# EXERCISE REQUIREMENTS:
Format the rows below as a two-column CSV with the columns input and output. Give one line per row, with the row's text in input and its answer in output, each field enclosed in quotation marks and every line break replaced by a space.

# Lines of data:
━━━━━━━━

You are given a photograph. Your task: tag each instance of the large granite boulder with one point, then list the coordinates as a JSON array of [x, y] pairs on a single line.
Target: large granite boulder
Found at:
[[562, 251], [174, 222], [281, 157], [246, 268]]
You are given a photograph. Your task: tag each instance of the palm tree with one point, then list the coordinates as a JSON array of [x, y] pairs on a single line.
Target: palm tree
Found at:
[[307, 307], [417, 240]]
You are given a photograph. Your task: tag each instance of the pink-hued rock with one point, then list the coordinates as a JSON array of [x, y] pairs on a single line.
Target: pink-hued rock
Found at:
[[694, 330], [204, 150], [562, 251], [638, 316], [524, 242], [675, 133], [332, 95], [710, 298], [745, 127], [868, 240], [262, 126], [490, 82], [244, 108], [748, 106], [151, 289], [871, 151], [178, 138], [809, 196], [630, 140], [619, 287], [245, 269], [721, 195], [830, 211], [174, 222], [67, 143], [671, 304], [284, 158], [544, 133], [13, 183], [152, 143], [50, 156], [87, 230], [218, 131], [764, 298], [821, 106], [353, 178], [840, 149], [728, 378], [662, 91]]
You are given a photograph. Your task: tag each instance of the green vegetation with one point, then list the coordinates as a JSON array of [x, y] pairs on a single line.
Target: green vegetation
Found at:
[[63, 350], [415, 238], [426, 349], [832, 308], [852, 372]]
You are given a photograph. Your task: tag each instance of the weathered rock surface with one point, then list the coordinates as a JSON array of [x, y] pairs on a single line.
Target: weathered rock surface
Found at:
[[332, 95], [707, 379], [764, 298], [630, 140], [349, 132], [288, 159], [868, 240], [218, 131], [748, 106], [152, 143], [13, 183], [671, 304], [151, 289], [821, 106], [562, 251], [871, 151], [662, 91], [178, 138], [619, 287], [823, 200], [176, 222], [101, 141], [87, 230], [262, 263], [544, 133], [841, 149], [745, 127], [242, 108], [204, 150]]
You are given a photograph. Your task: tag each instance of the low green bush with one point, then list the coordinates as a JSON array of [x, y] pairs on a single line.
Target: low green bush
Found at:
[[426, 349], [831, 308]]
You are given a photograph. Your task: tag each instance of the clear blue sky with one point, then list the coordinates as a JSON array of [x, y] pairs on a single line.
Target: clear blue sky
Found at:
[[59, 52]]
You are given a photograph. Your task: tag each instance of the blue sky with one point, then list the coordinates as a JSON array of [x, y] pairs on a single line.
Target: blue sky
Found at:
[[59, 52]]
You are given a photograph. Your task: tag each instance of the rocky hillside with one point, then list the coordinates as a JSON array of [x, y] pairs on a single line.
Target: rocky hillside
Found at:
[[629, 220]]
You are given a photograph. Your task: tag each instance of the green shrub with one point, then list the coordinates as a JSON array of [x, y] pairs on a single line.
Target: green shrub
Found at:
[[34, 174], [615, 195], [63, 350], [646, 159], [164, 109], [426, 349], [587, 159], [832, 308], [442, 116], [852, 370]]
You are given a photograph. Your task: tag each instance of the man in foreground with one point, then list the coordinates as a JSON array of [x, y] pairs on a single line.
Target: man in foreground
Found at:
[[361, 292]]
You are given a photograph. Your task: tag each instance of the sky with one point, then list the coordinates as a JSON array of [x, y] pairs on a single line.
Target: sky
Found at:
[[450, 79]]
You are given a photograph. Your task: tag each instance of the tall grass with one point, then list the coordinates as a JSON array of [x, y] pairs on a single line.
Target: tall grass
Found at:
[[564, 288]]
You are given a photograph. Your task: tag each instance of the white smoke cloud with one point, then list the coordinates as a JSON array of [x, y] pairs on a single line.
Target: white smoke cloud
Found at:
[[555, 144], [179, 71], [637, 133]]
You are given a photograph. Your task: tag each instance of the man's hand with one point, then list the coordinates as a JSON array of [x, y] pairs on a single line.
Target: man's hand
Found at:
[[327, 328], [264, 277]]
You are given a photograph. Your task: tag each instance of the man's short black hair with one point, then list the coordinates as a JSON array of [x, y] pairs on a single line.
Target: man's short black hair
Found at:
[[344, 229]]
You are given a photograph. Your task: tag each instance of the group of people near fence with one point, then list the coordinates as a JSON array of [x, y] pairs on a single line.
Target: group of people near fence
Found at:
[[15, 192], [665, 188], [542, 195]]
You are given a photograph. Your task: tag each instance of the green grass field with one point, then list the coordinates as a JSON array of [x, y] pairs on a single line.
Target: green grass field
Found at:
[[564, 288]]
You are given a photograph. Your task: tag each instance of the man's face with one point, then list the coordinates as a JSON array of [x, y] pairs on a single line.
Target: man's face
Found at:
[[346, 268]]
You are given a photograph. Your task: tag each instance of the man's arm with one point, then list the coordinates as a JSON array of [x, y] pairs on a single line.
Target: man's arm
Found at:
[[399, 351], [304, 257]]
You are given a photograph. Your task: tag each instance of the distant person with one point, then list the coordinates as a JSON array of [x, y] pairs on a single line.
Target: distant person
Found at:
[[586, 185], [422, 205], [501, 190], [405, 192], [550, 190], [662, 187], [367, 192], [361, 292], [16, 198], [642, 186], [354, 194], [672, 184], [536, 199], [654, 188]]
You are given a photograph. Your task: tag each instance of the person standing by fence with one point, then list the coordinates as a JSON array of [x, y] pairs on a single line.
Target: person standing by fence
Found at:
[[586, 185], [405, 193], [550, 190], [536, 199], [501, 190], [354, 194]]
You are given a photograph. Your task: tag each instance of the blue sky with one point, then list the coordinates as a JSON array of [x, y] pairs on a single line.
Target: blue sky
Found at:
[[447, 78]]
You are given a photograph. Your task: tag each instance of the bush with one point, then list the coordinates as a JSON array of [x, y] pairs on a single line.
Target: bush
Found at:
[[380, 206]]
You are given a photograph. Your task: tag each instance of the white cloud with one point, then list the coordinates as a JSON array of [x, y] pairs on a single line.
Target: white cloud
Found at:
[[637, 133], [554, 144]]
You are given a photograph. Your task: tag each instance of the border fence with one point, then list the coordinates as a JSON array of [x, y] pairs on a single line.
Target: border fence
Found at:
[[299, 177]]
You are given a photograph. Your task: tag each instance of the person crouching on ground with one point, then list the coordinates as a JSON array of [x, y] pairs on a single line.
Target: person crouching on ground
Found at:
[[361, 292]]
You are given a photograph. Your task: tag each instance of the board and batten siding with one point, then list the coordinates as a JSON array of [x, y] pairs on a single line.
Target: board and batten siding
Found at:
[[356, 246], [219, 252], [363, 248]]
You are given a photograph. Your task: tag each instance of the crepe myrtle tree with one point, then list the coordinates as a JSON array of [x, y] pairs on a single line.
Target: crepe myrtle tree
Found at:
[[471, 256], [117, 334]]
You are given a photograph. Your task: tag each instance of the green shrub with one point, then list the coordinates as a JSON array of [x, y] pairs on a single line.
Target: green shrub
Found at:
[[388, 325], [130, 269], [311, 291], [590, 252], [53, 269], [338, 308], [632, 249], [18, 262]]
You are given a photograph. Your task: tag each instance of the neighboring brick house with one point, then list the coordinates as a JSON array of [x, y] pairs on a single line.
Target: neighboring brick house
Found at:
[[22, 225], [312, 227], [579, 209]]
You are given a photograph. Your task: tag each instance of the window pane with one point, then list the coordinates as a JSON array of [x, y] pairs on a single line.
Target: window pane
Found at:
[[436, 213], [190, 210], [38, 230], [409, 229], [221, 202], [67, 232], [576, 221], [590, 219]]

━━━━━━━━

# CORRECT RESULT:
input,output
"You are given a photograph. Your task: tag each instance of the large granite boulder with one point, then list the coordinates as a JSON array of [x, y] pairs on a single line. Target: large granite boulder Found at:","[[562, 251], [174, 222], [281, 157], [246, 268]]"
"You are given a photograph. Your task: tag each instance of the palm tree with one point, then list the coordinates as a JSON array of [x, y] pairs on a single line. Target: palm tree Found at:","[[307, 307], [417, 240]]"
"You are given a photograph. Your task: tag each instance of the pink-hued rock with one point, then list the coordinates as a JSON array of [x, y] pairs on a single line. Target: pink-hued rock Found at:","[[694, 330], [204, 150], [562, 251], [638, 316], [524, 242], [675, 133], [332, 95], [710, 298], [745, 127], [868, 240], [262, 126], [490, 82], [244, 108], [748, 106], [151, 289], [871, 151], [178, 138], [809, 196], [630, 140], [619, 287], [245, 269], [721, 195], [830, 211], [174, 222], [67, 143], [671, 304], [284, 158], [544, 133], [13, 183], [152, 143], [50, 156], [87, 230], [218, 131], [764, 298], [821, 106], [353, 178], [840, 149], [728, 378], [662, 91]]"
"You are given a photograph. Your task: tag each instance of the green vegetation with one point, then list the coordinates as a JSON array of [x, y] pairs on a single line. Target: green vegetation Found at:","[[63, 350], [415, 238], [426, 349], [832, 308], [852, 372]]"
"You are given a photograph. Your task: tag each instance of the weathered rock surface with one point, then list the coordinates as a JSON array of [x, y] pairs on a single line. Target: weathered rock surface Found at:","[[332, 95], [707, 379], [764, 298], [630, 140], [349, 132], [288, 159], [868, 240], [218, 131], [748, 106], [152, 143], [13, 183], [671, 304], [151, 289], [821, 106], [562, 251], [871, 151], [662, 91], [178, 138], [619, 287], [823, 200], [176, 222], [101, 141], [87, 230], [262, 263], [544, 133], [841, 149], [745, 127], [242, 108], [204, 150]]"
"You are given a photograph. Your task: tag each instance of the low green bush with one point, then list the coordinates as a JSON array of [x, y] pairs on a single line. Target: low green bush Found at:","[[426, 349], [831, 308]]"
"You are given a photograph. Your task: tag each instance of the clear blue sky with one point, then list the coordinates as a JSON array of [x, y] pairs on a single line. Target: clear blue sky Found at:","[[59, 52]]"
"You are given a photograph. Your task: tag each instance of the blue sky with one point, then list the coordinates as a JSON array of [x, y] pairs on a single line. Target: blue sky Found at:","[[59, 52]]"
"You are given a photograph. Your task: tag each instance of the rocky hillside with one point, then list the coordinates as a JSON array of [x, y] pairs on a single line. Target: rocky hillside Found at:","[[629, 220]]"
"You are given a photograph. Your task: tag each instance of the green shrub with one point, then list the coordinates as a JSON array of [x, y] pairs on a single line. Target: green shrub Found at:","[[34, 174], [615, 195], [63, 350], [646, 159], [164, 109], [426, 349], [587, 159], [832, 308], [442, 116], [852, 370]]"
"You are given a photograph. Your task: tag each instance of the man in foreground with one point, then list the coordinates as a JSON array of [x, y] pairs on a single line. Target: man in foreground Found at:","[[361, 292]]"
"You are given a photograph. Your task: tag each instance of the sky with one point, then list the coordinates as a JSON array of [x, y] pairs on a single line. Target: sky Found at:","[[450, 79]]"
"You are given a photograph. Your task: tag each instance of the tall grass with one point, then list the coordinates as a JSON array of [x, y] pairs on a single line. Target: tall grass Found at:","[[564, 288]]"
"You are given a photograph. Your task: tag each instance of the white smoke cloud with one point, then list the coordinates as a JSON array of [x, y] pairs on a single line. Target: white smoke cloud Found at:","[[555, 144], [179, 71], [637, 133]]"
"You are given a photograph. Your task: tag each instance of the man's hand with one point, then list the coordinates as a JSON array of [x, y] pairs on a single line. Target: man's hand Found at:","[[327, 328], [264, 277]]"
"You are given a photograph. Your task: tag each instance of the man's short black hair with one point, then list the coordinates as a JSON array of [x, y] pairs on a single line. Target: man's short black hair Found at:","[[344, 229]]"
"You are given a photograph. Your task: tag each instance of the group of people near fence with one point, then list the coordinates as a JSON array of [x, y] pairs on a single line. Target: group of people near fence Found at:","[[15, 192], [665, 188], [542, 195]]"
"You are given a photograph. Your task: tag each instance of the green grass field with one point, then list the coordinates as a JSON array of [x, y] pairs on a single line. Target: green grass field Found at:","[[564, 288]]"
"You are given a photograph. Your task: tag each instance of the man's face with one point, then list the coordinates as a JSON array of [x, y] pairs on a single line. Target: man's face Found at:","[[346, 268]]"
"You are given a photograph. Your task: tag each instance of the man's arm with one point, then list the coordinates as a JSON array of [x, y] pairs on a single line. Target: man's arm Found at:","[[399, 351], [304, 257]]"
"You are given a photograph. Your task: tag each instance of the distant person with one point, then list the coordinates as a JSON array of [x, y] pairs on a single line. Target: distant person Found at:","[[586, 185], [422, 205], [501, 190], [405, 192], [550, 190], [662, 187], [367, 192], [361, 292], [16, 198], [642, 186], [354, 194], [672, 184], [536, 199], [654, 188]]"
"You are given a photograph. Your task: tag each instance of the person standing by fence with one point, then list the coordinates as a JSON array of [x, y] pairs on a single line. Target: person standing by fence Found at:","[[586, 185], [405, 193], [550, 190], [536, 199], [501, 190], [354, 194]]"
"You are given a photograph. Your task: tag each instance of the blue sky with one point, then list the coordinates as a JSON array of [x, y] pairs on a single line. Target: blue sky Found at:","[[447, 78]]"
"You are given a photograph. Your task: tag each instance of the bush with one point, then list the coordinates as a JSON array of [x, y] pairs on a single line. Target: bush Found at:","[[380, 206]]"
"You are given a photograph. Your task: tag each instance of the white cloud with one point, then list the coordinates as a JSON array of [x, y] pairs on a single line. Target: white cloud Found at:","[[637, 133], [554, 144]]"
"You are given a photograph. Your task: tag each instance of the border fence with one point, then list the coordinates as a JSON array of [x, y] pairs on a single line. Target: border fence Found at:","[[299, 177]]"
"You are given a photograph. Your task: tag each instance of the person crouching on ground with one point, then list the coordinates as a JSON array of [x, y] pairs on a single line. Target: person crouching on ground Found at:","[[361, 292]]"
"You are given a photograph. Your task: tag each instance of the board and batten siding with one point, then list the coordinates as a JSON array of [x, y] pairs on a single line. Target: board and batten siding Found at:","[[356, 246], [219, 252], [363, 248]]"
"You are given a photograph. Your task: tag each instance of the crepe myrtle tree with one point, then list the coordinates as a JSON array of [x, y] pairs on a single line. Target: crepe myrtle tree Found at:","[[471, 256], [117, 334]]"
"You are given a photograph. Your task: tag each instance of the green shrub with one point, then list the coordinates as a JSON array of [x, y] pairs on a single line. Target: green shrub Found at:","[[388, 325], [130, 269], [311, 291], [590, 252], [53, 269], [338, 308], [632, 249], [18, 262]]"
"You are given a photograph. Your task: tag each instance of the neighboring brick house with one point, then list the coordinates as a JSON array of [x, y] pairs on a single line. Target: neighboring brick house Found at:","[[22, 225], [312, 227], [579, 209]]"
"You are given a photograph. Your task: tag each instance of the window pane with one point, then list the coordinates as a JSON array of [x, y] pairs on a single line. Target: window pane Found at:","[[436, 213], [190, 210], [38, 230], [409, 229], [221, 202], [67, 232], [576, 221], [590, 219]]"